Written request –
Copy the lines below verbatim, beginning with the line that contains "the sun flare" and continuing through the last line of the entries.

Position annotation entries:

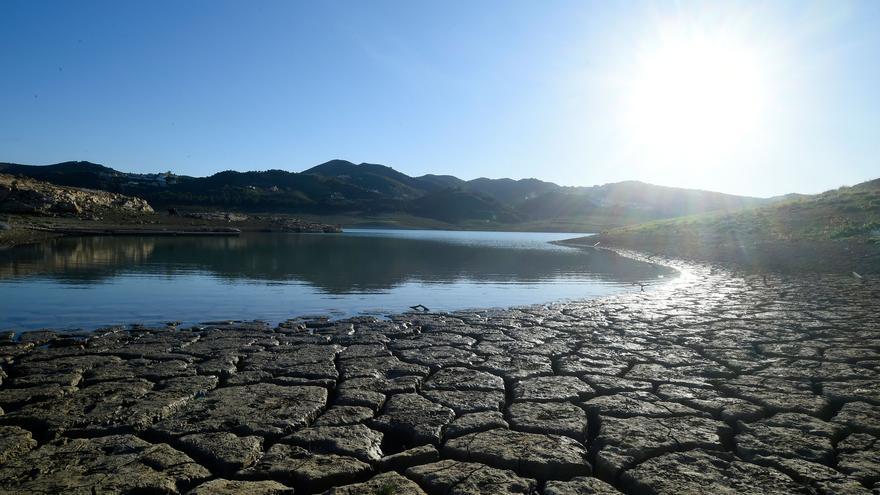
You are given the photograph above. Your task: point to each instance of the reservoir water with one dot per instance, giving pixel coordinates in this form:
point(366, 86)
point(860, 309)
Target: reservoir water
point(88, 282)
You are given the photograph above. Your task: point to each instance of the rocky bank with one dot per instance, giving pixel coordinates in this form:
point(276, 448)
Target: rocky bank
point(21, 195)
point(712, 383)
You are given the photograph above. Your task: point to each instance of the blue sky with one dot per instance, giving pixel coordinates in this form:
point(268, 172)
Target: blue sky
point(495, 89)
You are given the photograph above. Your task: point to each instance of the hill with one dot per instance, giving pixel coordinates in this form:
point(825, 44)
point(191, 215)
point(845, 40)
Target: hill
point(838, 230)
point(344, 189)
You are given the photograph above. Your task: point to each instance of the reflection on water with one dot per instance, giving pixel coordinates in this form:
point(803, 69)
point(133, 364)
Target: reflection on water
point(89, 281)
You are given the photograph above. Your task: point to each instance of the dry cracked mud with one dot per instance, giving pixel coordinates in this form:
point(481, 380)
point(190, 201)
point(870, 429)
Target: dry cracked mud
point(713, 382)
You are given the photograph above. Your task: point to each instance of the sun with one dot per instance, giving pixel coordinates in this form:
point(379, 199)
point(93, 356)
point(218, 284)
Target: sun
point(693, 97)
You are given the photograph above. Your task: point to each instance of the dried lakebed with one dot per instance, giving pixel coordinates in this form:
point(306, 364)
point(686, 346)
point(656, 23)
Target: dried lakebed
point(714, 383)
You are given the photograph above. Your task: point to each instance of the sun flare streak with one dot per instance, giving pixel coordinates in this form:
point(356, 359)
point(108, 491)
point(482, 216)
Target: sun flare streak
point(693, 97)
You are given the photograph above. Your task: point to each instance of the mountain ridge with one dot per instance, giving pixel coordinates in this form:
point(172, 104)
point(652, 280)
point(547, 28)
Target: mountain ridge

Output for this exercise –
You are given the photograph above. Your task: point to each instance of the sun flare streak with one dot per instance, giving pixel coordinates in this form:
point(356, 359)
point(108, 491)
point(482, 216)
Target: sun flare streak
point(693, 97)
You are given the photograph above. Your task: point to each instance of the mountain ridge with one dot per instance, giving pixel coordinates in this form:
point(172, 104)
point(652, 280)
point(547, 28)
Target: mountain ridge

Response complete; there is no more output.